**GIVEN REQUEST:** Count the lines in the data below that contain the word "statue". Reply with the number alone.
#### TASK INPUTS
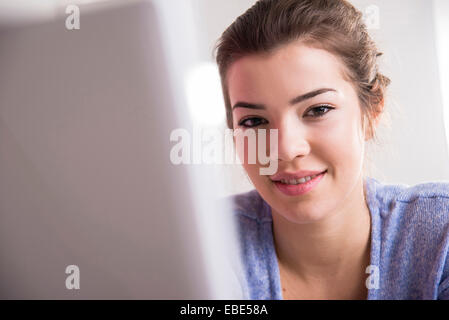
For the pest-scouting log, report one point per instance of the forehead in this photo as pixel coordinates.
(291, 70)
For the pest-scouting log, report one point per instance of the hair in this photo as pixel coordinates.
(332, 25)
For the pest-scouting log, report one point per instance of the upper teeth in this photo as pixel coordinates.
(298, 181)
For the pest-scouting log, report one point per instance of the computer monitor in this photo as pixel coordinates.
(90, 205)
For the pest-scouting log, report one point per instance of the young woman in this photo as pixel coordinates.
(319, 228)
########
#### TASK INPUTS
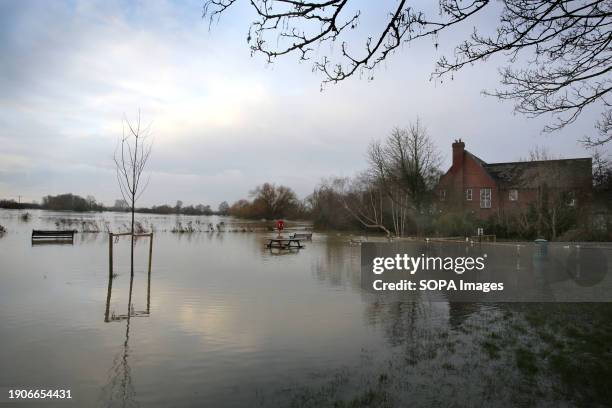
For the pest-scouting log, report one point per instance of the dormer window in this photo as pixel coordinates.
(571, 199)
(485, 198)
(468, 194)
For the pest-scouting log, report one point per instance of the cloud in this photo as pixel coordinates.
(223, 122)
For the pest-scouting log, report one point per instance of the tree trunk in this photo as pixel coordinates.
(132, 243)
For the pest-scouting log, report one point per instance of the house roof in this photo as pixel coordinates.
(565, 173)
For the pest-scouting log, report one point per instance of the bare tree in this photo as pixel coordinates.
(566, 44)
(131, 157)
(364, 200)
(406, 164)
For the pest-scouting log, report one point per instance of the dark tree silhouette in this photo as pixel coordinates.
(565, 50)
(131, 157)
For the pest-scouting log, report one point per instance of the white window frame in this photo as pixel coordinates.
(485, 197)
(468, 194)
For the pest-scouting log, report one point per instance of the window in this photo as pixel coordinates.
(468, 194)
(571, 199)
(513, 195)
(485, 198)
########
#### TASK INPUTS
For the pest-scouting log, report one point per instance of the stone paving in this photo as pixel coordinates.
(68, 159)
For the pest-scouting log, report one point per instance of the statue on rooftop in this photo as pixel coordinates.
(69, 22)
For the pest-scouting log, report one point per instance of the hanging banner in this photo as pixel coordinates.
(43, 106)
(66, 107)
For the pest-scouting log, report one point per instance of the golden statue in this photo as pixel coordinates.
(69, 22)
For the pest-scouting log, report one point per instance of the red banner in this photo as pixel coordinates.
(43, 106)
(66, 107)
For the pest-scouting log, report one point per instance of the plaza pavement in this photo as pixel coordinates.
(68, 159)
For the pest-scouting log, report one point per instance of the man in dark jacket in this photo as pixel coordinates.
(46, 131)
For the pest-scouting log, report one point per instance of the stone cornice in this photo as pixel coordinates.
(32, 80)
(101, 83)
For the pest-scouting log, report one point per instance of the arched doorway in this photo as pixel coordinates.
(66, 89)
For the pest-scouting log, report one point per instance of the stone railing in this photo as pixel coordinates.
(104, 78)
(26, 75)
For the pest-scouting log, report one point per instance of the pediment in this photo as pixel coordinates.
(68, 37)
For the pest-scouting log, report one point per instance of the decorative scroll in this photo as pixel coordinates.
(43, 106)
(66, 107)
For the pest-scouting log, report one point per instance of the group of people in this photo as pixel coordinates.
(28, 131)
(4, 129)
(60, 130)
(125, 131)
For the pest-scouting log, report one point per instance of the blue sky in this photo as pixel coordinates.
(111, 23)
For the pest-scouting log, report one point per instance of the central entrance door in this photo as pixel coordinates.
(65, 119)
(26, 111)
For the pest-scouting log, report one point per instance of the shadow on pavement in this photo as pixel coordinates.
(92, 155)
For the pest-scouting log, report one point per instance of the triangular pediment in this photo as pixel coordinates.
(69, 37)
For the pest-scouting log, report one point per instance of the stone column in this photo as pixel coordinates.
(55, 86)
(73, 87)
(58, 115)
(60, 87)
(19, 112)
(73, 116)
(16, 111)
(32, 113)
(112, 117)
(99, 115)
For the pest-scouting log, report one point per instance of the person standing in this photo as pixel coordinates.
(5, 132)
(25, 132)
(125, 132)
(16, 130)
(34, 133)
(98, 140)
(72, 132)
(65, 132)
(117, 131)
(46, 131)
########
**ANSWER TO THIS PROBLEM:** 2